Work instructions: Please print the full listing exactly.

Available records:

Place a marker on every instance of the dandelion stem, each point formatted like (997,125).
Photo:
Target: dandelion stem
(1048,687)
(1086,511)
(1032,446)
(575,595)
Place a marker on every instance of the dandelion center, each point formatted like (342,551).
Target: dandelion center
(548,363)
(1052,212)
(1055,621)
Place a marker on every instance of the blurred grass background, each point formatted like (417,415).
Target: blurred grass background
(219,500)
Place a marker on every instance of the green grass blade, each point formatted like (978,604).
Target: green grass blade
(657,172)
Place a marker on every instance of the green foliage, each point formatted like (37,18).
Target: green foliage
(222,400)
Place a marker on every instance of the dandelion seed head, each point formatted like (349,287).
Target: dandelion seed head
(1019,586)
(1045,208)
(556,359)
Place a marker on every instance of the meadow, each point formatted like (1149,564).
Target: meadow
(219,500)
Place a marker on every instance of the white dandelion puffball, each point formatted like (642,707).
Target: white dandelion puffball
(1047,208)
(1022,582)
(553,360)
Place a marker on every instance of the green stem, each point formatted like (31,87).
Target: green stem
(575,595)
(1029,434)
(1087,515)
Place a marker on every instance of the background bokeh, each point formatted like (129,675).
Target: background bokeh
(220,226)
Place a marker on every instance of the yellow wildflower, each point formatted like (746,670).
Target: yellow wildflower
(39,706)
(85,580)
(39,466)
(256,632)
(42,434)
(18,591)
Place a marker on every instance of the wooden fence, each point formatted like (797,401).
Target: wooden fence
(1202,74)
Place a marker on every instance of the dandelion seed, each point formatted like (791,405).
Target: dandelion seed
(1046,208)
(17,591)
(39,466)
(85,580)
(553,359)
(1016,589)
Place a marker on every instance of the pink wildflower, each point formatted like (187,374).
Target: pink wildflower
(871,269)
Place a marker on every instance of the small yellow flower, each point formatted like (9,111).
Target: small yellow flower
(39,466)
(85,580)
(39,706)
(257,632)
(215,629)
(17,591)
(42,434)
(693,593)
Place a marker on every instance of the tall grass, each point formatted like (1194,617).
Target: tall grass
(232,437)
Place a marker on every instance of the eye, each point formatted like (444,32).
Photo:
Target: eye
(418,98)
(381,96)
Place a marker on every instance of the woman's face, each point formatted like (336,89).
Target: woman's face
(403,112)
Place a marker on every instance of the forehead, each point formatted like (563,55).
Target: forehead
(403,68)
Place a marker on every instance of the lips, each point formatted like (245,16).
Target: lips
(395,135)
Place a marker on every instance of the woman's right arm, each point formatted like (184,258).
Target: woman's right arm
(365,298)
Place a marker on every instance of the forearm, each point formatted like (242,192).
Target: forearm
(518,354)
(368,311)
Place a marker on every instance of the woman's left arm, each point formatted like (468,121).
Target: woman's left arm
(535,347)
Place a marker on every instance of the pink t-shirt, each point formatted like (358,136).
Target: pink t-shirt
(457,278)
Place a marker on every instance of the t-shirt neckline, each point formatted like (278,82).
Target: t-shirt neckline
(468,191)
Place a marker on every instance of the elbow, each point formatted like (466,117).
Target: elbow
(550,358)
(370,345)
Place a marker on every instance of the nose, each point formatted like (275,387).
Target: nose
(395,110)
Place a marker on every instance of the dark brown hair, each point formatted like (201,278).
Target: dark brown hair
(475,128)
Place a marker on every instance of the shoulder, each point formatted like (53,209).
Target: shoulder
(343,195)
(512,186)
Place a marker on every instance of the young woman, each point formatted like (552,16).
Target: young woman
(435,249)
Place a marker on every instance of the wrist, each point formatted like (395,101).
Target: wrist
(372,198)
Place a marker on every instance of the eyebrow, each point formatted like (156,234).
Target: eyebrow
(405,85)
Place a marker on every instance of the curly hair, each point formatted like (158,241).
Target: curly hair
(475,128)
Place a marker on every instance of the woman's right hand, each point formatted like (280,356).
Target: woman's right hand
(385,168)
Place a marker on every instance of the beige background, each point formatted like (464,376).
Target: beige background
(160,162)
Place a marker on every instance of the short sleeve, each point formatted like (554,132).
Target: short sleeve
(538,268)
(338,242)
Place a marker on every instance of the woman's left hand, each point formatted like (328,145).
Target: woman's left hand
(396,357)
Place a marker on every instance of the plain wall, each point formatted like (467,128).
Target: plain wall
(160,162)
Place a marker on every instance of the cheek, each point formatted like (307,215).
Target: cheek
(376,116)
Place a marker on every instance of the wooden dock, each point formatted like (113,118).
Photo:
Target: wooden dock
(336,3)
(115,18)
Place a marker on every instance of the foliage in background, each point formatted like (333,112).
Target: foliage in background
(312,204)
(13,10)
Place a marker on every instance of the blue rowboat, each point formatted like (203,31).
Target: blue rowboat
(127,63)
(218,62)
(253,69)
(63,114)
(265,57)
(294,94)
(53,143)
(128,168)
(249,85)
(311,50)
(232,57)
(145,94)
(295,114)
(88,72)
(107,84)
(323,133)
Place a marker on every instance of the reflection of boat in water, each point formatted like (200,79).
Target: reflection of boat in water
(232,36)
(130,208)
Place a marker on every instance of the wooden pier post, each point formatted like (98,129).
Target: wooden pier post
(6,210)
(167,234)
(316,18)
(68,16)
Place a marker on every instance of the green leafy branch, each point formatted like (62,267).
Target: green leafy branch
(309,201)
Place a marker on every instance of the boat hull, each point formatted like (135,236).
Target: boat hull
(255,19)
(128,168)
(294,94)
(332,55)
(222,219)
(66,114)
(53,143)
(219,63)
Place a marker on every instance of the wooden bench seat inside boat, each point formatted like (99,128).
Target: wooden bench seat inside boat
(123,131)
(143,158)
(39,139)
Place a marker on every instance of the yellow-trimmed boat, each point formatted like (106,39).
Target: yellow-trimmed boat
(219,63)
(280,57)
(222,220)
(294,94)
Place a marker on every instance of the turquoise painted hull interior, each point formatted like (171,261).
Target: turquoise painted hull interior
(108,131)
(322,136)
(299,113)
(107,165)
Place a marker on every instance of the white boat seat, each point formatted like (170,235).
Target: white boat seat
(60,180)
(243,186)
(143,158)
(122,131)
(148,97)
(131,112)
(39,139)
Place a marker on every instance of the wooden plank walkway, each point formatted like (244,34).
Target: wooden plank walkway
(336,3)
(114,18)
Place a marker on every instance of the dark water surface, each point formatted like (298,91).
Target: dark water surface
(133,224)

Solved exercise:
Place a marker on every instance of the dandelion stem, each point formatted like (997,125).
Photo:
Target: dandelion stem
(1048,687)
(1086,511)
(1032,446)
(575,595)
Place a marker on every instance of the dandelion center, each point formatted like (342,551).
Target: dandelion center
(548,363)
(1052,212)
(1055,621)
Place a marker on every instance of the blurred grass background, each point formatted like (417,415).
Target: blurred grass background
(219,500)
Place a marker on every instance of the green grass blade, each point formatted like (978,604).
Target: green grass blade
(657,172)
Place a marker on every instance of the green foliage, each point formatted like (37,18).
Target: green foliage
(222,400)
Place a marker on every instance of the dandelion seed head, each point formatted like (349,287).
Target: dandelion seed head
(1019,586)
(1045,208)
(556,359)
Place a marker on every instance of the meadow, each point formatted like (1149,564).
Target: meadow
(219,500)
Place a marker on every instance of the white dandelion puffball, each point formatted like (642,707).
Target: white dandelion puffball
(1047,208)
(1022,582)
(553,360)
Place a marker on every instance of the green stem, each point formatted like (31,87).
Target: green stem
(575,595)
(1029,434)
(1087,515)
Place a marker on every instance of the background bokeh, each point formatted like (129,675).
Target: background bokeh
(220,226)
Place a marker on every instance of the yellow wildflower, each point formatted like (746,670).
Target: yellow wildflower
(39,706)
(85,580)
(39,466)
(256,632)
(42,434)
(18,591)
Place a marker on every instance of the wooden fence, each point formatted like (797,401).
Target: wooden fence
(1202,74)
Place a marker on every instance of the dandelion seed, each point formatted like (791,405).
Target: dandelion seed
(1046,208)
(17,591)
(39,466)
(85,580)
(553,359)
(1016,589)
Place a marker on every instance of the pink wildflower, each point formatted like (187,374).
Target: pink wildflower
(871,269)
Place a marker on every instance of the small yellow flower, each point formatted like (9,111).
Target: small yellow flower
(39,466)
(85,580)
(39,706)
(257,632)
(215,629)
(17,591)
(42,434)
(693,593)
Place a marker on every instance of the tall grass, each point formatted like (1194,617).
Target: tall grass
(232,437)
Place a marker on every instance of the eye, each point formatted like (444,32).
Photo:
Target: eye
(418,98)
(381,96)
Place a marker on every instance of the woman's face, each point formatted like (336,89).
Target: woman's face
(403,112)
Place a marker on every instance of the forehead, each point formatted like (563,55).
Target: forehead
(403,68)
Place a marker on every instance of the lips, each point formatted like (245,16).
Target: lips
(395,135)
Place a marker on every instance of the woman's right arm, each point formatted like (184,258).
Target: woman's right arm
(365,298)
Place a marker on every instance of the forearm, each point formatted like (242,192).
Target: forearm
(518,354)
(368,311)
Place a marker on every instance of the woman's left arm, each point formatted like (468,121).
Target: woman's left arm
(535,347)
Place a marker on every instance of the pink t-shirt, each point formatted like (358,136).
Target: pink t-shirt
(457,278)
Place a marker on every instance of the t-shirt neckline, each point formatted like (278,82).
Target: t-shirt neckline
(468,191)
Place a marker on every instance of the elbow, each point formatted like (466,117).
Target: elbow
(550,358)
(370,345)
Place a marker on every instance of the nose, each point formatted like (275,387).
Target: nose
(395,110)
Place a marker on every instance of the dark brown hair, each point formatted like (201,278).
Target: dark brown hair
(475,128)
Place a marker on every instance of the shoulder, each point formatted like (53,209).
Target: shoulder
(343,195)
(512,186)
Place a marker on every instance of the young woman, each point formatted like (552,16).
Target: young woman
(435,249)
Place a marker on every instance of the wrist, each point formatted like (395,101).
Target: wrist
(372,198)
Place a marker on every instance of the eyebrow, each point formatted like (156,234).
Target: eyebrow
(405,85)
Place a marker on every instance of the curly hair, each point formatted like (158,241).
Target: curly hair
(475,128)
Place a marker on every instance of the woman's right hand, each point formatted like (280,356).
Target: woman's right hand
(385,168)
Place a marker on every instance of the beige background, each point formatted like (464,376).
Target: beige background
(160,162)
Place a marker on every instance of the short sleeve, each point formatted like (554,132).
Target: short sleeve
(538,268)
(338,242)
Place a marker on every instance of the woman's left hand, each point formatted like (328,145).
Target: woman's left hand
(396,357)
Place a marker on every instance of the plain wall, each point formatted like (467,128).
Target: plain wall
(160,162)
Place a marker on every instance of the cheek, each point formatted like (307,215).
Target: cheek
(376,116)
Place a marker on every instance of the wooden dock, each point formatted like (113,118).
Photo:
Target: wooden dock
(336,3)
(115,18)
Place a marker on every instance of the foliage in background, each point formatted like (333,112).
Target: foliage in background
(312,204)
(13,10)
Place a marker on every instance of the blue rowboat, each point formatted like (203,31).
Target: blue rowboat
(127,63)
(218,62)
(253,69)
(63,114)
(265,57)
(294,94)
(53,143)
(128,168)
(249,85)
(311,50)
(232,57)
(145,94)
(295,114)
(88,72)
(107,84)
(323,133)
Place a marker on every instance of the reflection of boat in water, each point formatted like (200,79).
Target: reflection of boat in water
(232,36)
(130,208)
Place a marker on every instance of the wooden pier post, each point formatted like (98,129).
Target: wooden pier post
(6,210)
(167,234)
(316,18)
(68,16)
Place a marker on every instance of the green leafy branch, each point formatted like (62,267).
Target: green leafy branch
(309,201)
Place a marker on every instance of the boat hull, each point formatted like (135,236).
Target: boat hull
(255,19)
(128,168)
(294,94)
(332,55)
(222,219)
(66,114)
(53,143)
(219,63)
Place a marker on every instance of the wooden bench seat inside boat, each point formatted like (99,128).
Target: wooden bench seat inside boat
(123,131)
(143,158)
(39,139)
Place a marker on every instance of the yellow-trimmed boat, each point formatted like (106,39).
Target: yellow-trimmed boat
(219,63)
(280,57)
(222,220)
(294,94)
Place a marker on every instance of the turquoise painted hull interior, each point formatted like (171,261).
Target: turquoise painted hull interior
(108,131)
(322,136)
(299,113)
(107,165)
Place a marker on every instance of the white boat seat, each point formatted like (170,235).
Target: white boat seat
(60,180)
(243,186)
(143,158)
(122,131)
(148,97)
(131,112)
(39,139)
Place a marker on every instance of the wooden plank walkway, each point formatted like (244,34).
Target: wooden plank walkway
(336,3)
(114,18)
Place a marker on every instance of the dark water surface, each point formatted like (298,91).
Target: dark water surface
(133,224)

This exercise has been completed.